— READING PASSAGE —
This is just the documentation of my first attempt to look at some of these variables via simulation. I created a low volume chamber (3ul top, 3ul bottom) and ran simulations for shorter time steps. I then took the ratio of filtrate to retentate ratios of these simulations and compared them to simulations without membranes in order to find an effective diffusion coefficient which could be used to describe the rate of diffusion for the entire system. To obtain the effective diffusion coefficients, linear interpolations were used from figures similar to the following:
This may create a bit of error, but the next step is to increase the points within the curve to get a better interpolation (see making things faster section). I’ve tried fitting these curves, but high order polynomial curves do not always work well as the curve approaches an asymptote.
In the following figure I compare the effective diffusion coefficients for the different simulations:
In this preliminary figure, I show that the effective diffusion coefficient is similar to the free diffusion coefficient for small sized molecules, but drops as the molecules get larger. The cutoff for this membrane is around 15nm and one would expect the effective diffusion coefficient to be zero there (remainder of curves pending as I work on the interpolation). There’s a little bit of a spread in these curves and it is difficult to say if this is from errors in the simulation geometry or actual due to an effect like the difference between renkin and capture (adsorber, Amemiya, still looking for a good term for this) permeabilities However, it does appear that the lowest volume, shortest time curve has the most influence from the membrane, or the sharpest drop in effective diffusion.

— WHAT TO DO —
(A) In the membrane diffusion notes, what size is given as the cutoff for the membrane?
(B) Pick up the membrane diffusion notes after their last sentence and keep writing them.

— DATA LINES —
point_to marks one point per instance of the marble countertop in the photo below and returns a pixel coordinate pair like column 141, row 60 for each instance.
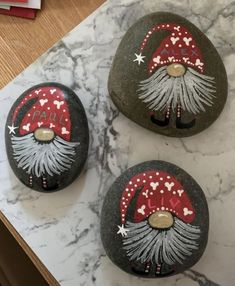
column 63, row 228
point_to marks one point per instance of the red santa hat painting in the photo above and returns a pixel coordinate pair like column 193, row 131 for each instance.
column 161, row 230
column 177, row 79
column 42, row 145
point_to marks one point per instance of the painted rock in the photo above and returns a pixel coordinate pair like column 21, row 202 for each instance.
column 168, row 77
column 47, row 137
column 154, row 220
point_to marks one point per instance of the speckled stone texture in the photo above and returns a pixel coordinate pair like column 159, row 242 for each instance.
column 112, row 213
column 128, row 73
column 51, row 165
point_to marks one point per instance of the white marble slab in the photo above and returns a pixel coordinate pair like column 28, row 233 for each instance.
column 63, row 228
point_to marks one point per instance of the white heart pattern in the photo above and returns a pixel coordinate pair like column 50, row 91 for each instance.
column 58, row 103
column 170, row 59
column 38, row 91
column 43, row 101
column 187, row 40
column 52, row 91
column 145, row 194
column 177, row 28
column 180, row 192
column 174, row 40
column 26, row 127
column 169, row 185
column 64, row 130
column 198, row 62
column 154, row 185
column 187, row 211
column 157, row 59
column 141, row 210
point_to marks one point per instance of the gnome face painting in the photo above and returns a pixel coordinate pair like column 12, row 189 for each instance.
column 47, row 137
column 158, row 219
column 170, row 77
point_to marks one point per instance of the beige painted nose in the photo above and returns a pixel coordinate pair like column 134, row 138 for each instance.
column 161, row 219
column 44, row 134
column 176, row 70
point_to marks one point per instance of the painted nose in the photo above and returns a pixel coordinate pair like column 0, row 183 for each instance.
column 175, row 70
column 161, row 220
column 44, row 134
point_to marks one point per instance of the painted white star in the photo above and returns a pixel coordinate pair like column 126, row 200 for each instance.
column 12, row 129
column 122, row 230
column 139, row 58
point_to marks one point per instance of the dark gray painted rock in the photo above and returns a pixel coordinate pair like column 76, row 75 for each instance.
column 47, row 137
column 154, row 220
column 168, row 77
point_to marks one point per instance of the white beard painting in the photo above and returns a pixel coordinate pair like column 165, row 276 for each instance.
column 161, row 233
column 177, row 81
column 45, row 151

— EXERCISE ANSWERS —
(A) Around 15 nm.

(B)
Making things faster:
I have been spending some time figuring out how to do large batches of simulations. It turns out that COMSOL can be run by MATLAB. To do so, comsol geometries can be meshed using the COMSOL gui and saved as an m-file. MATLAB can then be synched to COMSOL and the m-file can be run in the MATLAB command window. The m-file can be altered so that it contains for loops which enable the changing of variables and saving of outputs in the MATLAB environment. This should enable me to set up many simulations at once and allow them to run and process more quickly.
Are these 1-D or 3-D simulations? If they are 3-D, how is the volume distributed on both sides of the membrane? It seems like stepping back to a 1-D model with different fluid thicknesses on each side would be the best approach for the issues discussed above, right? I’m worried that the lateral geometry issues with the 3-D model will create effects that non-intuitive and will mask our fundamental understanding.
Also, is this an ideal membrane with 15nm pores with X porosity, or is some pore size distribution used?
This is a 3-D solution with the same volume on each side (although the top side has a slightly different geometry due to the silicon slits). Also a pore distribution was used to create these simulations. All of this work is done with the membrane used in the experimental separations.